_DESCRIPTION OF THE TASK_.
A word-for-word copy of the listing is what's needed; leave out every image.

_DATA TO EXAMINE_.

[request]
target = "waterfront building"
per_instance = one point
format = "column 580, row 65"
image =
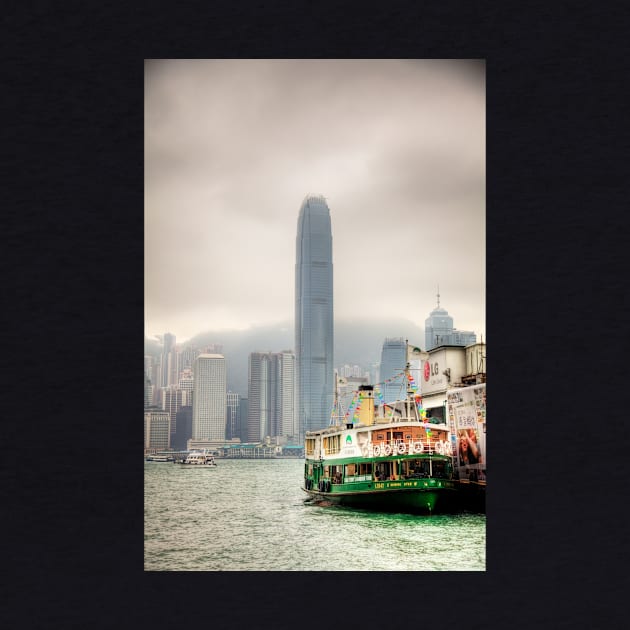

_TASK OUTPUT_.
[request]
target = "waterfront building"
per_instance = one point
format = "column 580, row 65"
image =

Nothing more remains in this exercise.